Task to carry out
All lines below must be repeated exactly, with the pictures omitted.
Start of Entries supplied
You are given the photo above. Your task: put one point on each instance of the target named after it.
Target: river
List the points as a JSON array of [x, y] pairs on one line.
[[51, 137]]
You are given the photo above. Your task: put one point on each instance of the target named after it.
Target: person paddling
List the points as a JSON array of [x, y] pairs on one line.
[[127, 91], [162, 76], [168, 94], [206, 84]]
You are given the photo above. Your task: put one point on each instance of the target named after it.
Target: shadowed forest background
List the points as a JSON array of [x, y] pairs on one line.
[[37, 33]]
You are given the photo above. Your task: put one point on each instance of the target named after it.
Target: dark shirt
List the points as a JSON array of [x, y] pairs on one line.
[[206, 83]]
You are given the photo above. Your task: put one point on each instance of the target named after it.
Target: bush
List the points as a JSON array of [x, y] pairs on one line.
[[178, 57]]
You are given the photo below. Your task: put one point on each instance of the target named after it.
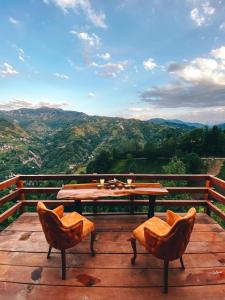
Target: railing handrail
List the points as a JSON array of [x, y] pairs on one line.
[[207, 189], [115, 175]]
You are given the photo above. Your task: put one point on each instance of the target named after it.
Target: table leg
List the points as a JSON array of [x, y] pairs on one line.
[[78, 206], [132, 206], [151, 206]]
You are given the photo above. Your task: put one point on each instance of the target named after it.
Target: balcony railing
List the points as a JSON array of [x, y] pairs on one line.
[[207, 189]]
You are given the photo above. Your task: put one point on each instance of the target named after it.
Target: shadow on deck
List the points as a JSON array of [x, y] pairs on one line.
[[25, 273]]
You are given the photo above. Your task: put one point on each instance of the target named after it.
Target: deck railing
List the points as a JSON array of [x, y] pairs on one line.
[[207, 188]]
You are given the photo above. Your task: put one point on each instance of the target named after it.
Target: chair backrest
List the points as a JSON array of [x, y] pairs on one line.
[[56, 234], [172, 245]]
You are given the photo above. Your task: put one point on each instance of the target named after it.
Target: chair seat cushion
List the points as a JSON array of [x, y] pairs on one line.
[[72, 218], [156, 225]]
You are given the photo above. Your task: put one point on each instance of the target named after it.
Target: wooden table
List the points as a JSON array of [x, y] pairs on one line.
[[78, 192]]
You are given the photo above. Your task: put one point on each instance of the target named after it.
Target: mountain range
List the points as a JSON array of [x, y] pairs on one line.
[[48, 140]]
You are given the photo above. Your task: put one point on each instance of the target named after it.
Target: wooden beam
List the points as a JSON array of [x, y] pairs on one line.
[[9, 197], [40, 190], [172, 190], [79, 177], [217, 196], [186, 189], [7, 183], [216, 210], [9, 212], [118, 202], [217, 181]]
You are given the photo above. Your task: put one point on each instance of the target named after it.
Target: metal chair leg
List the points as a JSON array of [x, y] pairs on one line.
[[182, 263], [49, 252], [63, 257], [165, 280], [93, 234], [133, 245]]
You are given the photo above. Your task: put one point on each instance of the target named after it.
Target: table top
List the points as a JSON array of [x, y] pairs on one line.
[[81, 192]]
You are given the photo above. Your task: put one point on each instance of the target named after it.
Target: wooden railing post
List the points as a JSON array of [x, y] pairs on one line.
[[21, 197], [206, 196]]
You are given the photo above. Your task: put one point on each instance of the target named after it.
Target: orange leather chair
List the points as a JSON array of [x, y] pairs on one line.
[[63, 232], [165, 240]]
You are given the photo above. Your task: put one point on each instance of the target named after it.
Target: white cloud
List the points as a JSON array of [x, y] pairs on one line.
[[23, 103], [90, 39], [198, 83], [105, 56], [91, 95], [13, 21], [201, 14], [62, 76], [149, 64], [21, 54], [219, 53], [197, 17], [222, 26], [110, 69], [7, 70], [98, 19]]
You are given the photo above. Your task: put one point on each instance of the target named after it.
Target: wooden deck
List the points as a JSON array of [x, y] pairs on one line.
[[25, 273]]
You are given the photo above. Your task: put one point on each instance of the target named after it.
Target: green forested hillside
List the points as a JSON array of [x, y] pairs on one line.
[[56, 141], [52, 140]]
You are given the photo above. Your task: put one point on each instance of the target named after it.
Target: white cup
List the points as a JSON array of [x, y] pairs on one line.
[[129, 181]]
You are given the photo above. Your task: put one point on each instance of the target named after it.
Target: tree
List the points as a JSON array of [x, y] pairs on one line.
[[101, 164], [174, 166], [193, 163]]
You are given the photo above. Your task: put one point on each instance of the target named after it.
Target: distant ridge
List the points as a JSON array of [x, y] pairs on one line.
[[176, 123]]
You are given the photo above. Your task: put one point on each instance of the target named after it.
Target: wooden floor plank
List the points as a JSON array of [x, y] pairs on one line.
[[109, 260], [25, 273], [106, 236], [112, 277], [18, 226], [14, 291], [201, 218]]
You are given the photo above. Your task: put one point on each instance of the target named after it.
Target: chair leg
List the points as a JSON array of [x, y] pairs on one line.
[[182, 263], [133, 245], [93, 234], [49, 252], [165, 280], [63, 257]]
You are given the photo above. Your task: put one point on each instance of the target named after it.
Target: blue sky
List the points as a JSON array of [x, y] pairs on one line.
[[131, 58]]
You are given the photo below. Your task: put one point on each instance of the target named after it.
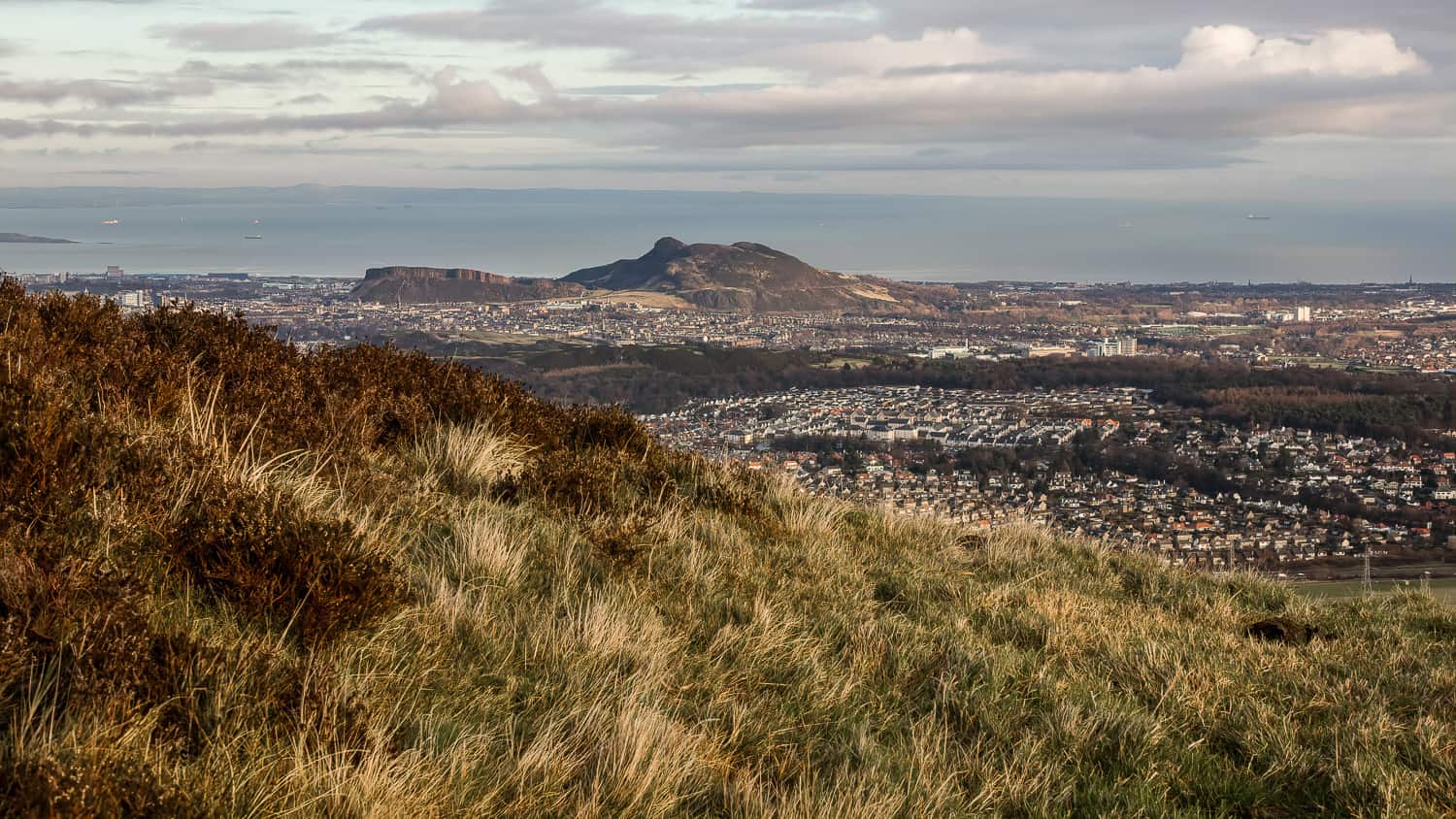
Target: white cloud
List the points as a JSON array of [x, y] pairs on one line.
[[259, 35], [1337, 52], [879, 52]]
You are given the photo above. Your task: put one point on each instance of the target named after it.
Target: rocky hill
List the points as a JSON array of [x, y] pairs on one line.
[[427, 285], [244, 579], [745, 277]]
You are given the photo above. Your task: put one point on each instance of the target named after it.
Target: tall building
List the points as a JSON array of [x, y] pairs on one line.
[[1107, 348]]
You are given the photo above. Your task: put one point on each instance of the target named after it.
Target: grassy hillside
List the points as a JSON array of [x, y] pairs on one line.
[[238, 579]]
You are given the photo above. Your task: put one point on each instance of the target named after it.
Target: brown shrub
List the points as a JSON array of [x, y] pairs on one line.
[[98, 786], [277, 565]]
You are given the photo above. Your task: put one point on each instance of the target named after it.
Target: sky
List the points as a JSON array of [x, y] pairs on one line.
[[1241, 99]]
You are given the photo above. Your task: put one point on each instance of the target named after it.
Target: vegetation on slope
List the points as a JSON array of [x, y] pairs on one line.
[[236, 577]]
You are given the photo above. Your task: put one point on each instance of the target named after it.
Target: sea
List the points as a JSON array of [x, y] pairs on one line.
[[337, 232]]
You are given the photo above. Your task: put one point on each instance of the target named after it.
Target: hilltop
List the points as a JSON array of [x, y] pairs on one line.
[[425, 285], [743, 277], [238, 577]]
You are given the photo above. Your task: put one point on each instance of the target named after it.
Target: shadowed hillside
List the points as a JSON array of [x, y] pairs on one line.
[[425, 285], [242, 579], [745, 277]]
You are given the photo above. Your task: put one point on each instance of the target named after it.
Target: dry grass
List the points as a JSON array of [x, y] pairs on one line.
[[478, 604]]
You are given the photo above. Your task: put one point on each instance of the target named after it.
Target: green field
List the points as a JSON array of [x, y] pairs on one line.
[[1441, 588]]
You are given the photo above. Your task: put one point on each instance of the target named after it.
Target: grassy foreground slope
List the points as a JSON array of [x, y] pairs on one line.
End of Entries supplied
Expected output
You are given the photo above. Your task: put one point on each instance of the target named after it.
Target: river
List the points as a JSON array of [x, y] pairs on one line.
[[51, 137]]
You are given the photo above. Your task: put one point on each instance of the target named after it.
Target: person paddling
List the points as a JSON array of [x, y] pairs on one line.
[[127, 91], [162, 76], [168, 94], [206, 84]]
You are given the photo above. Your task: put one point on each instance of the target named after it.
Target: shadowed forest background
List the points as a JSON array of [x, y] pairs on one line.
[[37, 33]]
You are given the photo above. Your task: put one point on each instance of the target named after it.
Target: dark shirt
List the points as a JSON array of [x, y] pairs on one line.
[[206, 83]]
You are given the photo above. Your task: put one point on each instance of the target named after it.
Target: bush
List the points as a JSON array of [x, y] pairs on one line.
[[178, 57]]
You are given the photo below. Your task: put one point on each instance of the target named after it.
Target: railing handrail
List the points as a JSON array of [x, y] pairs on one line.
[[207, 189], [115, 175]]
You are given the photo above. Your task: put one point on each instance of the target named after it.
Target: table leg
List the points as a JSON array of [x, y] pairs on one line.
[[78, 206], [132, 206], [151, 206]]
You are given the photo above. Your task: put one point on each instance of the target named after it.
Target: balcony railing
List the points as a JSON array of [x, y] pairs on one line.
[[207, 189]]
You are given the photo above. Your task: put one point on each instance of the target named after it.
Target: shadow on deck
List the points as a JSON array of [x, y] pairs on one line.
[[25, 273]]
You are given the photo above. Your task: put one point on each instance of the target named after it.
Target: deck railing
List the points as a JSON array of [x, y] pairs on one line.
[[207, 188]]
You are given the photo above. Your task: put one point on each instance of the target named after it.
Target: chair backrest
List the points as a JSON array of [x, y] pairs on one line.
[[56, 234], [172, 245]]
You are given the photo above. Your task: put one point on each instance of the target named after it.
Target: chair seat cushion
List the points as a JSON array of [x, y] pairs on one line.
[[72, 218], [156, 225]]
You are given the photo above. Your task: put one point on each instance of the target named after it.
Target: wooden table
List the points as a JSON array of [x, y] pairs on one line.
[[78, 192]]
You are given the photo above. Your task: put one point on each instance of the target named after it.
Target: mountain range
List the points as a JSON array of [x, y] pairs on one line.
[[48, 140]]
You are given the photo above. Your task: put one point on each instance of the target named after it.
Target: wooden beam
List the points as a JSON array of [x, y] pairs on one line.
[[9, 197], [40, 190], [172, 190], [79, 177], [217, 196], [186, 189], [7, 183], [216, 210], [9, 212], [118, 202], [217, 181]]
You are given the photo above. Your task: put one point on each instance of the target named after it.
Target: metal chair leg
List the points as a JSON array of [x, y] pairs on one line.
[[182, 263], [49, 252], [63, 257], [165, 280], [93, 234], [133, 245]]
You are given the photo above. Your task: put one point on each instance of the target named after it.
Target: table top
List the points as a JSON array of [x, y] pairs on one line.
[[81, 192]]
You are given the photo above. Your task: put one point on each instance of the target named after it.
Target: wooden railing post
List the points as a JSON array of [x, y] pairs on one line.
[[21, 197], [206, 196]]
You are given the photo above. Your task: put one point on each instance of the target named after it.
Target: orange leather chair
List the points as a JSON array of [x, y] pairs on one line.
[[63, 232], [165, 240]]
You are given the photo above. Your task: put one point on each instance of the target named after it.
Target: white cloud
List the points as a JSON array of [x, y] pairs on one line.
[[23, 103], [90, 39], [198, 83], [105, 56], [91, 95], [13, 21], [201, 14], [62, 76], [149, 64], [21, 54], [219, 53], [197, 17], [222, 26], [110, 69], [7, 70], [98, 19]]
You are given the photo above. Your task: put one point on each instance of the target named after it.
Target: wooden deck
List the points as a JSON array of [x, y] pairs on one line.
[[25, 273]]
You are given the photo above. Your task: put one point on each instance of the target named after it.
Target: green forested hillside
List the points as a JSON array of [x, y] pairs on one line.
[[56, 141], [52, 140]]
You are given the photo above. Your task: put one point on each instance of the target named after it.
Target: white cup
List the points as a JSON array of [x, y] pairs on one line.
[[129, 181]]
You are given the photo above. Your task: put one point on each instance of the target named after it.
Target: tree
List the points as a JSON array of [x, y] pairs on one line.
[[101, 164], [174, 166], [193, 163]]
You are given the photo above. Your task: put one point on each instance of the target named after it.
Target: distant ridge
List the points as a JSON array of [x, y] pairs on one line.
[[176, 123]]
You are given the photo above. Your task: put one point on each instance of the target named after it.
Target: wooden floor plank
List the points as a JSON array of [x, y] pairs on one line.
[[109, 260], [25, 273], [106, 236], [112, 277], [18, 226], [14, 291], [201, 218]]
You are given the photo above. Your task: put one point on each instance of the target named after it.
Target: chair leg
List the points as a JSON array of [x, y] pairs on one line.
[[182, 263], [133, 245], [93, 234], [49, 252], [165, 280], [63, 257]]
You are given the photo above. Your task: put one point on each instance of the target named after it.
Target: blue sky
List the points as a JSON array of [x, y] pairs on one line.
[[131, 58]]
You are given the photo below. Your task: put one point on each instance of the target named after it.
Target: white cloud
List the points as a JSON array of [x, y] pairs on one line.
[[259, 35], [1337, 52], [879, 52]]
You are given the photo above. Your task: put one point on each instance of the target named after it.
Target: rocky hill
List the points as a JSON array of [x, y] pairs on one line.
[[427, 285], [244, 579], [745, 277]]
You are given the photo above. Your task: put one point on each instance of the target named after it.
Target: tall building
List the points as a JSON array of [x, y] pairs on one line.
[[1107, 348]]
You are given the photo above. Your task: put one point on each instance of the target named after it.
Target: grassy hillside
List the points as a JSON array of [x, y] pairs on one line.
[[238, 579]]
You are given the photo above. Your task: put one point on each instance of the target named after it.
Target: brown shrub
List the points as a JSON array of [x, y] pairs on one line.
[[98, 786], [277, 565]]
You are given the photo above. Your task: put one point on each instance of the target named after it.
Target: sky
List the points as a JSON array of [x, y] pairs on one line.
[[1241, 99]]
You are given the photo above. Your task: put one point on each instance of the target named after it.
Target: vegetation on slope
List the points as a JSON array of [x, y] pairs on one line.
[[236, 577]]
You are given the photo above. Your task: put one point on each instance of the target named after it.
Target: sea
List the points as a JSON array of [x, y] pairs on one line.
[[337, 232]]
You are given the photo above. Your task: put one point on each instance of the target named after it.
Target: hilltop
List the points as a JSON array of [x, y] pairs on one line.
[[425, 285], [743, 277], [238, 577]]
You are given the photo above. Your task: put one point on each instance of the target named after it.
Target: shadowed hillside
List the points as a JSON array of [x, y] pairs on one line.
[[425, 285], [242, 579], [745, 277]]
You are given the photo above. Your task: put one point on each instance of the target named after it.
Target: dry grass
List the points as a JSON array of [x, y] pairs on one line.
[[478, 604]]
You are given the photo above. Your task: put one point on each instance of the target named after it.
Target: green field
List the points as a JSON array of [x, y] pairs on one line.
[[1441, 588]]
You are given the photo above. Your task: put one point on each instance of the target named after it.
Target: grassy foreground slope
List the points as a JSON array of [x, y] pairs on one line.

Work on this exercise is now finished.